* Problem statement
Please report how many lines of the data below contain the string "skirt". Give only the number.

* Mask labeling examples
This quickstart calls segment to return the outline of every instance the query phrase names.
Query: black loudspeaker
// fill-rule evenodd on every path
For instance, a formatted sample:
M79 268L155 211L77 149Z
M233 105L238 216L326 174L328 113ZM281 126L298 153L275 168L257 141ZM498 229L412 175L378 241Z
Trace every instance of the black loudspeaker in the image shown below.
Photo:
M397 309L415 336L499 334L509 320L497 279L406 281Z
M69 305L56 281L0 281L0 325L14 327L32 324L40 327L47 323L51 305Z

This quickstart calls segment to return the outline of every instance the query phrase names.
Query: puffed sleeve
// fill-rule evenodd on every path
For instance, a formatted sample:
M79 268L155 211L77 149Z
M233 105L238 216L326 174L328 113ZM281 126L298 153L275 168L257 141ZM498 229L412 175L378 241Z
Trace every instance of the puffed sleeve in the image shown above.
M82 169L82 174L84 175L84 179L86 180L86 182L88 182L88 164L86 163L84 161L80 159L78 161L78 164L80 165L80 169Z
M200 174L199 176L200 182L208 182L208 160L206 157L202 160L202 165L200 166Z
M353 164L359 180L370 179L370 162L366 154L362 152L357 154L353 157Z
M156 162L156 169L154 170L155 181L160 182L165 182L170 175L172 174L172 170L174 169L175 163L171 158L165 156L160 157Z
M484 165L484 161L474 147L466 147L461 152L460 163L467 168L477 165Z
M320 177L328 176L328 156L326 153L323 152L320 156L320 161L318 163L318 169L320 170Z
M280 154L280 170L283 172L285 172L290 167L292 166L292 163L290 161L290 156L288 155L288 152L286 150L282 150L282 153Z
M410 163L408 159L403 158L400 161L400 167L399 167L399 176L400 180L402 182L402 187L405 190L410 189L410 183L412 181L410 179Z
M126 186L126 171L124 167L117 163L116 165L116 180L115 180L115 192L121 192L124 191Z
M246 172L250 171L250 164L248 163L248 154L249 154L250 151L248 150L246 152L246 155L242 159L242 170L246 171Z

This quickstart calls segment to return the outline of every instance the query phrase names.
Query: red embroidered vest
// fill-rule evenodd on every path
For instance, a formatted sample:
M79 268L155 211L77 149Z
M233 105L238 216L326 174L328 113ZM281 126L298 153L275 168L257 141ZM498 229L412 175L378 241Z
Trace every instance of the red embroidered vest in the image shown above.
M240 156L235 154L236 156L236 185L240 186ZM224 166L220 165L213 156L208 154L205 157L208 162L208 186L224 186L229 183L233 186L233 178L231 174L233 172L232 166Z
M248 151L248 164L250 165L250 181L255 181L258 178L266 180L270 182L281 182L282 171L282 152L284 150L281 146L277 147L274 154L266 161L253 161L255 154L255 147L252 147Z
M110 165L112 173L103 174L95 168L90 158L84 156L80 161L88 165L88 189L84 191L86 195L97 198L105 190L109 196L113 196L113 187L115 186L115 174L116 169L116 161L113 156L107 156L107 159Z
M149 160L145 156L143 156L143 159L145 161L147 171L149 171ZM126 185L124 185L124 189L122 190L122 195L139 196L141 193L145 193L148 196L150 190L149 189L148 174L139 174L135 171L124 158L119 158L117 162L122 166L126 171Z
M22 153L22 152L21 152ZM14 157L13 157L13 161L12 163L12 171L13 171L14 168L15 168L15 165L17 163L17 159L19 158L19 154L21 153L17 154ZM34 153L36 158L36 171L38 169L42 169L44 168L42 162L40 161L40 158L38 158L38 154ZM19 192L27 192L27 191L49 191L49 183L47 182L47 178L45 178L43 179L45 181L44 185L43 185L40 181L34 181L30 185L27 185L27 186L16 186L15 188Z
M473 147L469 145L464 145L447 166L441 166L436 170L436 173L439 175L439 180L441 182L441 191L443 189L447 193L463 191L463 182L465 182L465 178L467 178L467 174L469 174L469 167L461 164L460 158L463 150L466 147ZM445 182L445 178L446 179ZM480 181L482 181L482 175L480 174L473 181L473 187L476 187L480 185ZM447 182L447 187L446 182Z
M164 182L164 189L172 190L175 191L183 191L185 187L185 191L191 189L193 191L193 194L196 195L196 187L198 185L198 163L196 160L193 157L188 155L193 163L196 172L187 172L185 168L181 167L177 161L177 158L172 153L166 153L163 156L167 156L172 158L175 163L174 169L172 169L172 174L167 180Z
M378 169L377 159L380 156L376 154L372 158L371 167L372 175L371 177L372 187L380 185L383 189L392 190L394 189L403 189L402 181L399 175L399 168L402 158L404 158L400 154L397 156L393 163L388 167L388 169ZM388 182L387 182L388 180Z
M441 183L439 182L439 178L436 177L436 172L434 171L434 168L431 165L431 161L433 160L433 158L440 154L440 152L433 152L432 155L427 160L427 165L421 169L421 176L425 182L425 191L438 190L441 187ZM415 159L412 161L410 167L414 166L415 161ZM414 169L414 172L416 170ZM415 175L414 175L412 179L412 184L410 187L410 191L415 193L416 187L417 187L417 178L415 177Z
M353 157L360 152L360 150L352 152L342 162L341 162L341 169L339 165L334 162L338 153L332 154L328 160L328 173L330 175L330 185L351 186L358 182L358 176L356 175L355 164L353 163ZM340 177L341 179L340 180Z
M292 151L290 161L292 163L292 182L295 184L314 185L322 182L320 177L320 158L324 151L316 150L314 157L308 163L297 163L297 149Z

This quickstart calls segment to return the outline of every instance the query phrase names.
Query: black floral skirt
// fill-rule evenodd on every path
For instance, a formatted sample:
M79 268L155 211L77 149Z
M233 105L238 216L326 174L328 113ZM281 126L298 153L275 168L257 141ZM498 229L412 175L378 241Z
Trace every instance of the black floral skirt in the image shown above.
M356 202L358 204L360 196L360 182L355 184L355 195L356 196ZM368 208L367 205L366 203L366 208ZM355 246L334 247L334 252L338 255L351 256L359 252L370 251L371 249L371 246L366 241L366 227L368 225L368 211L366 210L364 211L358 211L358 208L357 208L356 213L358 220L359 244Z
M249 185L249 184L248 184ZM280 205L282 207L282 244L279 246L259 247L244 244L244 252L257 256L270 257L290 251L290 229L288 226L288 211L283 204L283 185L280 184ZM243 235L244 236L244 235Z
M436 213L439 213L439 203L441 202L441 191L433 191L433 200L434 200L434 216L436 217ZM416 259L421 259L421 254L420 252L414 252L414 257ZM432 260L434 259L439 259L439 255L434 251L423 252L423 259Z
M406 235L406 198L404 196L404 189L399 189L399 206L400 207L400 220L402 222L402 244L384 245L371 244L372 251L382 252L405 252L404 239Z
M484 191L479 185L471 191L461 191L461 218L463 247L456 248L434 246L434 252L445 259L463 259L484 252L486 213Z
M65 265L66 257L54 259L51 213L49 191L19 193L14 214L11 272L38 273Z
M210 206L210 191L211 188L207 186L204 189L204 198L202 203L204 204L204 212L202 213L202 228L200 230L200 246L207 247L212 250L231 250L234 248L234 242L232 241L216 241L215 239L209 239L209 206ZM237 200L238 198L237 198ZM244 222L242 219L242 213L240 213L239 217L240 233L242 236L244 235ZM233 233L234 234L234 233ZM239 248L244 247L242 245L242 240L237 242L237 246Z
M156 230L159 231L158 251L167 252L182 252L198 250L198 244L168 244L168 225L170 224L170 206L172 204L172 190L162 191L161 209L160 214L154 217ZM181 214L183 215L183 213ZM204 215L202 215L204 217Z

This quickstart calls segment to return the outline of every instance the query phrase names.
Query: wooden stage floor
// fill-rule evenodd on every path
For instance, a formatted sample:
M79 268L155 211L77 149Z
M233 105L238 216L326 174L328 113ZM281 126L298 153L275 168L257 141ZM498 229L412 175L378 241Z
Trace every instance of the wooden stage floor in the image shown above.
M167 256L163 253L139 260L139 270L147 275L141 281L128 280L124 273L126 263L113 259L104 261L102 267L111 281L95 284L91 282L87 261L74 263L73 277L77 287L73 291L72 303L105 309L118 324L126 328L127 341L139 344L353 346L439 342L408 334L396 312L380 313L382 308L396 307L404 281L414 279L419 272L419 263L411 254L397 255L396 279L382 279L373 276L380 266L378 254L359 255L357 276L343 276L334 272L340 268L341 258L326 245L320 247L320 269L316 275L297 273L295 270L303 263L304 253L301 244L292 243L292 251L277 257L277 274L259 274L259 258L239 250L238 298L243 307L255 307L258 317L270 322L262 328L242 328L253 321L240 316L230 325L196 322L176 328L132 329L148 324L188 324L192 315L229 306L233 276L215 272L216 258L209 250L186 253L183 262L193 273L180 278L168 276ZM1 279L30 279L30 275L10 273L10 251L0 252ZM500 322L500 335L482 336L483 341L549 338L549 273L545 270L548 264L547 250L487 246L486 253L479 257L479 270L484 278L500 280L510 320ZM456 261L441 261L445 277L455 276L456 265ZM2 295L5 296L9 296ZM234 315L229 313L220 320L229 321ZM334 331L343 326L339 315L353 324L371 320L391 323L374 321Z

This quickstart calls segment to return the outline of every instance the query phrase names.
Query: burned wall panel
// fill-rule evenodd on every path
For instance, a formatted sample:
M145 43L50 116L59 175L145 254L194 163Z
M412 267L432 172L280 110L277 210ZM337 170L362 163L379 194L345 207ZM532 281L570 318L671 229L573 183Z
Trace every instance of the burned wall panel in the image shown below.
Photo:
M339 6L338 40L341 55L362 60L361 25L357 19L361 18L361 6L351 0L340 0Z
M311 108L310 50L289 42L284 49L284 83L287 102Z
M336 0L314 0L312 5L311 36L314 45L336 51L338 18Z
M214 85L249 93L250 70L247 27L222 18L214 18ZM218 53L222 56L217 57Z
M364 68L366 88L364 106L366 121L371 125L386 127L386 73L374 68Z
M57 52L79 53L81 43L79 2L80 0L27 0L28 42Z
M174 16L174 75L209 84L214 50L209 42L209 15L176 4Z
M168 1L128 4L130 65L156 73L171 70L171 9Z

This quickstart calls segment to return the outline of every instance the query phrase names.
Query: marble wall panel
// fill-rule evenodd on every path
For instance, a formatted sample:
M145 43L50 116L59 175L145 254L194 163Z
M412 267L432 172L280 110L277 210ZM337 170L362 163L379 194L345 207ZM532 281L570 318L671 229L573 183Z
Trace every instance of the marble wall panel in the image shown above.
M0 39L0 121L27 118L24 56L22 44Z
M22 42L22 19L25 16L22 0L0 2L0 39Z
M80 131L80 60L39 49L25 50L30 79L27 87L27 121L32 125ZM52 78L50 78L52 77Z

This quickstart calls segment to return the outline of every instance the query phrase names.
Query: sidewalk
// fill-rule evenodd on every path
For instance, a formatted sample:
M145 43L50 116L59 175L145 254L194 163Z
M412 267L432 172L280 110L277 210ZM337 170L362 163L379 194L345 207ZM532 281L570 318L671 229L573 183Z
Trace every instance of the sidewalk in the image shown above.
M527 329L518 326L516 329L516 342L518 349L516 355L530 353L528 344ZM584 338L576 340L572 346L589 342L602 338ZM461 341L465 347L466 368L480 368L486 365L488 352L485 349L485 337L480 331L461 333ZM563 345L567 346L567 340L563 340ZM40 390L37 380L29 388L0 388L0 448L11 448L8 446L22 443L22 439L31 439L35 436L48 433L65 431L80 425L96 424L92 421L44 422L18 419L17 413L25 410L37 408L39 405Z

* Solution to this problem
2